_REQUIRED WORK_
Copy out exactly the lines from the first line of the material below through the line containing "out the flowering", and nothing beyond them.

_GIVEN RECORDS_
——————————

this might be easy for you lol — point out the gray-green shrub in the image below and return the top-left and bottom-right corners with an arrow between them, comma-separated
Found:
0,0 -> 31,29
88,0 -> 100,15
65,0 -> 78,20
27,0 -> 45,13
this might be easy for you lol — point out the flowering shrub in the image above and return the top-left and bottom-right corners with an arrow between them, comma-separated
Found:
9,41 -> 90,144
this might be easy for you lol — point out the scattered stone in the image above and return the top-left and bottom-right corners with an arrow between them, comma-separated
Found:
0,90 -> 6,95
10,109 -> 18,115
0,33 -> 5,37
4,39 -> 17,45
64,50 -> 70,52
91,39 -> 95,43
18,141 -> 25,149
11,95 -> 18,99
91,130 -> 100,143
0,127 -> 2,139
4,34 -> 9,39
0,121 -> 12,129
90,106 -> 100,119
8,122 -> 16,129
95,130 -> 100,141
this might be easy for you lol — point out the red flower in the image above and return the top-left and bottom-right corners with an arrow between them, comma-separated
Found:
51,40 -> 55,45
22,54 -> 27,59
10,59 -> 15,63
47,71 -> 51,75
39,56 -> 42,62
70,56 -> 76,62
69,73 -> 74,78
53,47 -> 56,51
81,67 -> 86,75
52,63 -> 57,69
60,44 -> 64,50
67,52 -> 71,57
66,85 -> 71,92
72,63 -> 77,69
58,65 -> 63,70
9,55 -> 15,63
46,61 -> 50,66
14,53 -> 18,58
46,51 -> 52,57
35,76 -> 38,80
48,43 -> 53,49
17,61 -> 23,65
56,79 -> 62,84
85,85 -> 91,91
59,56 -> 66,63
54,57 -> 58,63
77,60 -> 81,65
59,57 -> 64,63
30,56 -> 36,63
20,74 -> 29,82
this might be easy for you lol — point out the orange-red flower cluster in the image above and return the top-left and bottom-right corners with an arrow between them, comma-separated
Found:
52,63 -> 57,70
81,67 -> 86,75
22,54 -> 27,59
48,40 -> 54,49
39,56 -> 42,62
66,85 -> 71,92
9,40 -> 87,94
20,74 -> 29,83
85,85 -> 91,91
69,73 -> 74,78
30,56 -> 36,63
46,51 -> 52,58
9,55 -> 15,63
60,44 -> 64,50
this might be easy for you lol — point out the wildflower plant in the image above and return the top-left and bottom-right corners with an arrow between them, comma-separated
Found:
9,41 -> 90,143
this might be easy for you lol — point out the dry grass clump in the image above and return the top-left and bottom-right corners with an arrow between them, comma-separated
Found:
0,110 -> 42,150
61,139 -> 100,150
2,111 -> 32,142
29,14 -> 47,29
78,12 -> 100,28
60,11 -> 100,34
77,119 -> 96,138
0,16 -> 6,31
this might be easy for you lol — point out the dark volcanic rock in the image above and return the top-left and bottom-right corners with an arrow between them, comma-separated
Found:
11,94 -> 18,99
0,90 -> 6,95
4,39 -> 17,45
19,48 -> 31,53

——————————

_THE ANSWER_
this might be easy for you lol — point out the gray-green shrub in the image below and return the top-left and bottom-right corners with an arrow between them, comma-separated
Found:
0,0 -> 31,29
88,0 -> 100,15
65,0 -> 78,20
27,0 -> 45,13
this might be easy for you lol — point out the flowering shrub in the image above and return the top-left and bottom-right corners with an arrow between them, comma-separated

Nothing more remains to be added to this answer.